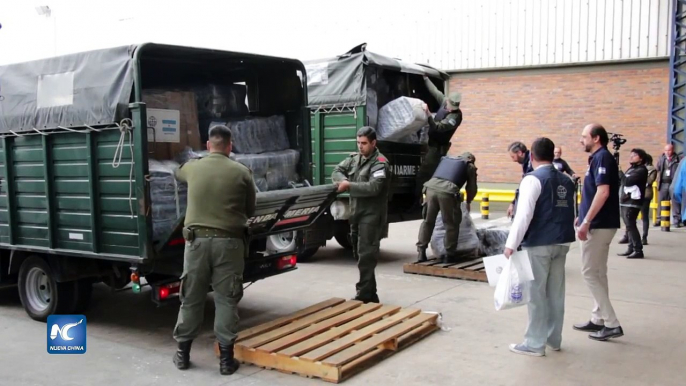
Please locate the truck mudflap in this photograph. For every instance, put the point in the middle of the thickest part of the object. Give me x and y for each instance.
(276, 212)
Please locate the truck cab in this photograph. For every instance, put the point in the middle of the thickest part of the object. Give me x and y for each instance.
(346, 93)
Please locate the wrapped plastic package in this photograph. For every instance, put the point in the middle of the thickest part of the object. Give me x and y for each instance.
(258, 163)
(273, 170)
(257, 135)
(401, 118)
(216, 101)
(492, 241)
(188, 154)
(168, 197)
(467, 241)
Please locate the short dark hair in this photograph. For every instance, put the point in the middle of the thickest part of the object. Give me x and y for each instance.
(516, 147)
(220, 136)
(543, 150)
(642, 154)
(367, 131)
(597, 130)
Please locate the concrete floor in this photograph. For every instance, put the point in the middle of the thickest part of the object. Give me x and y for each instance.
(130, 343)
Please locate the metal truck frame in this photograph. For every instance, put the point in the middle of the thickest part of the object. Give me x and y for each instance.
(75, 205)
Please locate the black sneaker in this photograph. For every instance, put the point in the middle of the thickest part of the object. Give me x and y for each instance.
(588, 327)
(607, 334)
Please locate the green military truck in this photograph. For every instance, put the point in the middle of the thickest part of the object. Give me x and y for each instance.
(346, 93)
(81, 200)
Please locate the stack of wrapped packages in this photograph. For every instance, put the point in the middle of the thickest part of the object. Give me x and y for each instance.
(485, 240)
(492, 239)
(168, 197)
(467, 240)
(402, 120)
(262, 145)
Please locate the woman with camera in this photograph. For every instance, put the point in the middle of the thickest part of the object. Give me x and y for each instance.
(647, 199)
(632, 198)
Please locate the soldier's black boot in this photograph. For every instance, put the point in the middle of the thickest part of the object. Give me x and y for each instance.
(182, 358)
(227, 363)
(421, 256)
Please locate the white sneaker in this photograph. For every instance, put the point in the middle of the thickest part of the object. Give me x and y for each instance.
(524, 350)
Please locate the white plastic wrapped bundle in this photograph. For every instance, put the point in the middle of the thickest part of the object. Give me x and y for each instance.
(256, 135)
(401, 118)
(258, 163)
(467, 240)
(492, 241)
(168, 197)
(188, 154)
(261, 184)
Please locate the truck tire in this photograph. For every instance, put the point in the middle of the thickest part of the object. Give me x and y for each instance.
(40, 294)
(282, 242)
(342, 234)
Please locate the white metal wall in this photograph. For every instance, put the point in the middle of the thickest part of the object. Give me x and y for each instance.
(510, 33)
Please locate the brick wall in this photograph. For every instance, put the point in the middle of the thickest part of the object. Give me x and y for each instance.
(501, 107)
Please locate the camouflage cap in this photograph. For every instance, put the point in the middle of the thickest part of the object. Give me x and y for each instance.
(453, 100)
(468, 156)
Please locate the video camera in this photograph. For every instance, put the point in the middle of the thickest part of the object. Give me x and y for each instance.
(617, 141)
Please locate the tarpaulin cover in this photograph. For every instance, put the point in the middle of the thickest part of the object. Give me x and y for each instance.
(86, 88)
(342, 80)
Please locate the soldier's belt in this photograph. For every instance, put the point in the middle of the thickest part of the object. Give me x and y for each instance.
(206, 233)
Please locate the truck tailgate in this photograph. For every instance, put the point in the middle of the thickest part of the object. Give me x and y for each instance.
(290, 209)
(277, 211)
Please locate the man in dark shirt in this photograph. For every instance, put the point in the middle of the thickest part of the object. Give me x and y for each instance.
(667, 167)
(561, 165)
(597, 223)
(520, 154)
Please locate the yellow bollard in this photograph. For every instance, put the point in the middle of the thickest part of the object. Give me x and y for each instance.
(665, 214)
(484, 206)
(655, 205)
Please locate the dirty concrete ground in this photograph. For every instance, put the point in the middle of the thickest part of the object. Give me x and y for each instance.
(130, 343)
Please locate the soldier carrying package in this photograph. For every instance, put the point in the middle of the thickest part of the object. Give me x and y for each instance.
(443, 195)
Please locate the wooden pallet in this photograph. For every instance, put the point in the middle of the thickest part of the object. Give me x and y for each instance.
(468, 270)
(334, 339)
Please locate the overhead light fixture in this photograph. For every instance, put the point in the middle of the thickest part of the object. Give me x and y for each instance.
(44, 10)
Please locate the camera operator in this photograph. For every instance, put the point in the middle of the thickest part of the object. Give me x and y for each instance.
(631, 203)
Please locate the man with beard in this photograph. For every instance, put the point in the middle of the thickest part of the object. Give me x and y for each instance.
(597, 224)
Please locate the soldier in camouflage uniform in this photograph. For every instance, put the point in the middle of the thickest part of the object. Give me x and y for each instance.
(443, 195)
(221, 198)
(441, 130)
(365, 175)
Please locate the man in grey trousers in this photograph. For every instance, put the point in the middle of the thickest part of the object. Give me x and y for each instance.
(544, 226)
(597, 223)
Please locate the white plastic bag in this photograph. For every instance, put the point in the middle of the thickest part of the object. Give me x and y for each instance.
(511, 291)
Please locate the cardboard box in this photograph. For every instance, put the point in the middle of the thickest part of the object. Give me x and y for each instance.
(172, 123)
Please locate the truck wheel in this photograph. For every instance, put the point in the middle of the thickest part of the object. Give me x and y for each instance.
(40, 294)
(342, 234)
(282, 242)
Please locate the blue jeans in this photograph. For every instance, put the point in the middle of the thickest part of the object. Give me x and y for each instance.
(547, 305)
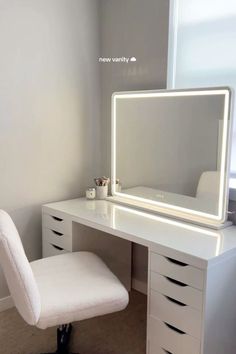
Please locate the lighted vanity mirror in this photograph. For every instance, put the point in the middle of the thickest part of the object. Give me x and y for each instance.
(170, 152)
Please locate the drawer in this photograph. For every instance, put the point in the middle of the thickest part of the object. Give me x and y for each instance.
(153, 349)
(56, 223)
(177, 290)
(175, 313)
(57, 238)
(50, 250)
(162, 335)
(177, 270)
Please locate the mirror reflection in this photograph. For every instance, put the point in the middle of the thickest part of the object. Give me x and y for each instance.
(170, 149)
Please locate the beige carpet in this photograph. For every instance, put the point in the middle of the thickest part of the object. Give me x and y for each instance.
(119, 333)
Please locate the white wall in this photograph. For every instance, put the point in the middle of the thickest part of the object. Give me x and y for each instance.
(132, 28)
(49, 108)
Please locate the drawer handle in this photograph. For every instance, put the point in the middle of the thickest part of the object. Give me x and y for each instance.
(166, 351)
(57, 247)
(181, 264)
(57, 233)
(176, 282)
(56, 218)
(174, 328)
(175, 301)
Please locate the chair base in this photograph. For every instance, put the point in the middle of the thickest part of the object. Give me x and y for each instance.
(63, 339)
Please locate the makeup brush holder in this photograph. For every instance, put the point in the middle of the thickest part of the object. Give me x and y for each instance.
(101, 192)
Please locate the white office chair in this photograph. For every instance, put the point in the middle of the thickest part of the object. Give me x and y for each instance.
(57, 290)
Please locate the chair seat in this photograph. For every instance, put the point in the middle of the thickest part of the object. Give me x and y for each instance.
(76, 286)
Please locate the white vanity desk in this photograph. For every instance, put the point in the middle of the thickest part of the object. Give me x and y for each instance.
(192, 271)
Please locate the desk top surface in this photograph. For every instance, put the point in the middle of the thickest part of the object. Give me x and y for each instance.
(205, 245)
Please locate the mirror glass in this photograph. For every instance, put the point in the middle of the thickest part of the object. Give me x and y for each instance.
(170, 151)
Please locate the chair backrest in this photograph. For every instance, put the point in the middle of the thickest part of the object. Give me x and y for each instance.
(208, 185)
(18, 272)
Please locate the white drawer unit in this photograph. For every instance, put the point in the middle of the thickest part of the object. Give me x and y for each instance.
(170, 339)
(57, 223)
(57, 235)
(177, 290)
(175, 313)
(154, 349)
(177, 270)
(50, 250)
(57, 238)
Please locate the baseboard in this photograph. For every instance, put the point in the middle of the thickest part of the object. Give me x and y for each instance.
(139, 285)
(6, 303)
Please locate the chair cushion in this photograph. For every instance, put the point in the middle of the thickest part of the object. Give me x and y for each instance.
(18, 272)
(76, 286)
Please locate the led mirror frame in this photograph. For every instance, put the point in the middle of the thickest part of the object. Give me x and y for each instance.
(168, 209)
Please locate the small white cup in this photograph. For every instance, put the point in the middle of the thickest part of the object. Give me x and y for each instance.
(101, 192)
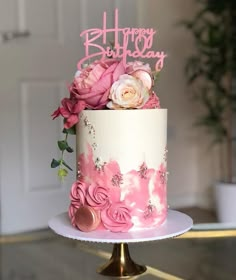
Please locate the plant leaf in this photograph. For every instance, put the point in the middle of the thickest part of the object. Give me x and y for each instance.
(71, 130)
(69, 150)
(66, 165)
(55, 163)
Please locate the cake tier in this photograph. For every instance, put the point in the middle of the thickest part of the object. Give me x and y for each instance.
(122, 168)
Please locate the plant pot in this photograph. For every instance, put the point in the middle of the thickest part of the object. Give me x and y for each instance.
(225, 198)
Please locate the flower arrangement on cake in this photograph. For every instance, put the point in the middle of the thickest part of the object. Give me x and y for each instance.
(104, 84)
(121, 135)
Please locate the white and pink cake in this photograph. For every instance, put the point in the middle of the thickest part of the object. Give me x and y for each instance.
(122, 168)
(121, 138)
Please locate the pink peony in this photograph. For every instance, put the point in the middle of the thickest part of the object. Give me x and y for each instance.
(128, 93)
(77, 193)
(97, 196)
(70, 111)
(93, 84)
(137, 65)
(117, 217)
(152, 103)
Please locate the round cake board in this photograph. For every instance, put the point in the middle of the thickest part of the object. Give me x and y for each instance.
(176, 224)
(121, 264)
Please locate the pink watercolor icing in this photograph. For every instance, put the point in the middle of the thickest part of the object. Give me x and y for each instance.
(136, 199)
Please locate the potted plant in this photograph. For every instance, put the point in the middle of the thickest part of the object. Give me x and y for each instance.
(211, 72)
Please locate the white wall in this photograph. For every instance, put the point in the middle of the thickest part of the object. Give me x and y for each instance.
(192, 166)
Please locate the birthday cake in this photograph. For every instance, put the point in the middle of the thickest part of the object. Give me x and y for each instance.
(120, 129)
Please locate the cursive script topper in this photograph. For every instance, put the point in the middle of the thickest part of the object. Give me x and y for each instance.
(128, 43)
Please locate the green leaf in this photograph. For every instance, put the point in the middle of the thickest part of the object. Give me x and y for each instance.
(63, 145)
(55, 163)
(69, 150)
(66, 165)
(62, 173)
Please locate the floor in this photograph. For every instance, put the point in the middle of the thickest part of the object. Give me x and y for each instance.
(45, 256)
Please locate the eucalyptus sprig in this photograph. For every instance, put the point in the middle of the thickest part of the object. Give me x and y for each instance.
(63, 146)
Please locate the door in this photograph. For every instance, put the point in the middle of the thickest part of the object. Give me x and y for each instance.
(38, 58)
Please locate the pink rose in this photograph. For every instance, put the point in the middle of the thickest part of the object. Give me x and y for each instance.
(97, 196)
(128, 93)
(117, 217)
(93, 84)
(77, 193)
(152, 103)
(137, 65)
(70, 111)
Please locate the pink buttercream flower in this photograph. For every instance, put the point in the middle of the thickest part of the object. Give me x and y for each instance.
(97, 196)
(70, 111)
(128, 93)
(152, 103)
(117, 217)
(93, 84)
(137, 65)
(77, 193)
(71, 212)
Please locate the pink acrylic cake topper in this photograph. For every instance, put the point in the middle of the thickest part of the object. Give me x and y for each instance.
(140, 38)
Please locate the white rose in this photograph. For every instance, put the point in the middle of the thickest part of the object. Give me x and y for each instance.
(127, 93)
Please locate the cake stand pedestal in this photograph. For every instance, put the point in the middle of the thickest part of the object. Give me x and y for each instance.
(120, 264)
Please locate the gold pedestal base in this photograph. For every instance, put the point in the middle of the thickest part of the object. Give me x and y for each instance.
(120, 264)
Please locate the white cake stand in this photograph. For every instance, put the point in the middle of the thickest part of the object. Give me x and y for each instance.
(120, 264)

────────────────

REQUIREMENT: Write out the items above word for word, from the line containing "Please locate the cake stand" through the last item, both ends included.

TASK OUTPUT:
Please locate the cake stand pedestal in this photograph. For every instance, put the point in the middle of the thickest part of the object. Give me x and y for each instance.
(120, 264)
Please locate the gold pedestal base in this photograph. For every instance, put the point in the middle of the thickest part of the object. Give me x and y for each instance.
(120, 264)
Please locate the white cake stand in this photograph. For every instance, put the point in the middle of the thickest part of the object. Give me x and y for each instance.
(120, 264)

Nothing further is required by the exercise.